Available data ::

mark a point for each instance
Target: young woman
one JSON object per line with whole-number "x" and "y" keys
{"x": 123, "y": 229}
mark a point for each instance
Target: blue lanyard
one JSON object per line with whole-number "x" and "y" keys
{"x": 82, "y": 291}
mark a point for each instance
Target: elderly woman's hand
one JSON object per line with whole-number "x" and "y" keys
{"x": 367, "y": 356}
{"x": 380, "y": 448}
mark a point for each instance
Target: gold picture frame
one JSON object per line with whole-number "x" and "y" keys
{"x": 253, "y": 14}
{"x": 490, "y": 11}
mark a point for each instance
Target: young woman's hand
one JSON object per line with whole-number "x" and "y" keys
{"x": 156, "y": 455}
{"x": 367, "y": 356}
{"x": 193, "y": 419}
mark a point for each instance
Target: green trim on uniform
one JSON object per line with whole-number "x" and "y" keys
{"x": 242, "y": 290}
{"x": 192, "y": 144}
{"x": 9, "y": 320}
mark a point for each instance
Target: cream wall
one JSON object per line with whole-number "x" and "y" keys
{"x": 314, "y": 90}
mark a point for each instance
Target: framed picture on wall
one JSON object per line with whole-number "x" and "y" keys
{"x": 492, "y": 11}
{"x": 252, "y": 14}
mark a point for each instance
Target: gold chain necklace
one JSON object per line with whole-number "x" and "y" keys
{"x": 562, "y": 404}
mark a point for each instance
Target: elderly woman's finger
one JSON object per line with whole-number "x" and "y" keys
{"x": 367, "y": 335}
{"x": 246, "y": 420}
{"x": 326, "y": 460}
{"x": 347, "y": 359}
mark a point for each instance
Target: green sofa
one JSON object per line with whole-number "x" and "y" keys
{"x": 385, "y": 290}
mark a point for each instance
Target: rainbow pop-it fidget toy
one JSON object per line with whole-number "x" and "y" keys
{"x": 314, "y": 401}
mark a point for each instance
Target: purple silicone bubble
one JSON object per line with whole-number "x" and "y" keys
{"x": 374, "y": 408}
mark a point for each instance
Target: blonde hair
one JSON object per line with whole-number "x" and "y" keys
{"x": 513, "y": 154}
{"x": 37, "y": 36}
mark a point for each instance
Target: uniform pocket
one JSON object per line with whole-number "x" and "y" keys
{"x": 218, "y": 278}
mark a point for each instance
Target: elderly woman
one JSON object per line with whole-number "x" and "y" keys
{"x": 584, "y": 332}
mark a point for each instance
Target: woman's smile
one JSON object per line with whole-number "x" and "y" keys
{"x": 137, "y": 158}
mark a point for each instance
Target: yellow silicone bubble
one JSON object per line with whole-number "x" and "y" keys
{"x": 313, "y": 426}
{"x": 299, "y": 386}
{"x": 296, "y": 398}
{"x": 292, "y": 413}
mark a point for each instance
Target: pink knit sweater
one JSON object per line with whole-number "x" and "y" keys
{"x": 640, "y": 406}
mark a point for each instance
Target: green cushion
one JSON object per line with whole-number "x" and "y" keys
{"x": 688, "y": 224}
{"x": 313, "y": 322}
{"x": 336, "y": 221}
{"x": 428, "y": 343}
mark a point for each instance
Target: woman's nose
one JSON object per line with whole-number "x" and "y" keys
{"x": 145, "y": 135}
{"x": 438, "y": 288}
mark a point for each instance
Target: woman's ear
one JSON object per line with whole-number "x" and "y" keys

Activity :: Every record, from top to bottom, must be transcribed exactly.

Answer box ::
mark a point for each instance
Target: young woman
one JSON object per line with whole-number "x" and "y" keys
{"x": 123, "y": 229}
mark a point for each instance
Target: blue lanyard
one JSON object per line with whole-number "x" and "y" keys
{"x": 82, "y": 291}
mark a point for each instance
Target: elderly woman's hand
one JSON object per line with whole-number "x" and "y" keys
{"x": 367, "y": 356}
{"x": 380, "y": 448}
mark a point for each instance
Target: gold picture frame
one JSON object per line with whole-number "x" and "y" keys
{"x": 253, "y": 14}
{"x": 490, "y": 11}
mark a point for each instance
Target: young woman's hand
one JSON object per line with whole-number "x" and "y" keys
{"x": 156, "y": 455}
{"x": 367, "y": 356}
{"x": 193, "y": 419}
mark a point for each instance
Target: green trim on uniform
one JSON object per line with whole-number "x" and "y" keys
{"x": 242, "y": 290}
{"x": 192, "y": 144}
{"x": 9, "y": 320}
mark a point for each instance
Target: cream wall
one JSON object per line with whole-number "x" and "y" keys
{"x": 314, "y": 90}
mark a point for each instance
Target: framed picture on wall
one JSON object per line with whole-number "x" and "y" keys
{"x": 492, "y": 11}
{"x": 252, "y": 14}
mark a point for each instance
Target: gold chain necklace
one JSON object per line with whole-number "x" and "y" keys
{"x": 562, "y": 404}
mark a point for each instance
Target: elderly woman's finger
one JSON object per line with whole-number "x" and "y" keys
{"x": 367, "y": 335}
{"x": 246, "y": 420}
{"x": 326, "y": 460}
{"x": 347, "y": 359}
mark a point for each instance
Target: green sofa
one JSON object per line with whole-number "x" and "y" keys
{"x": 385, "y": 290}
mark a point for each instance
Target: rainbow pop-it fidget toy
one JSON object per line with whole-number "x" and "y" keys
{"x": 314, "y": 401}
mark a point for each instance
Target: purple silicone bubble
one JSON object per line with whole-number "x" and "y" keys
{"x": 374, "y": 408}
mark a point for each instance
Target: blonde hair
one JSON object per line with whole-number "x" and "y" keys
{"x": 513, "y": 154}
{"x": 37, "y": 36}
mark a point for each instance
Target: uniform pocket
one JSON object per line with whole-number "x" and "y" keys
{"x": 218, "y": 278}
mark a point for each instance
Target: elderly woman
one JSON object per line with whole-number "x" and "y" keys
{"x": 584, "y": 332}
mark a point for each instance
Target: woman's smile
one JSON object per line with whole-number "x" and "y" keys
{"x": 137, "y": 158}
mark a point for each instance
Target: yellow silicone bubble
one JSON object per line with whole-number "x" and "y" keys
{"x": 313, "y": 426}
{"x": 299, "y": 386}
{"x": 296, "y": 398}
{"x": 292, "y": 413}
mark a point for each instance
Target: pink knit sweater
one JSON object per line with whole-number "x" and "y" keys
{"x": 640, "y": 406}
mark a point for each instance
Target: green cushion
one JSON object per line with whole-number "x" and "y" keys
{"x": 688, "y": 224}
{"x": 313, "y": 322}
{"x": 336, "y": 221}
{"x": 428, "y": 343}
mark a point for each instance
Target: woman's nose
one JSON object per line with whole-number "x" and "y" keys
{"x": 145, "y": 135}
{"x": 438, "y": 288}
mark a point for each instance
Target: woman's ear
one JSON object per line with whole-number "x" and "y" keys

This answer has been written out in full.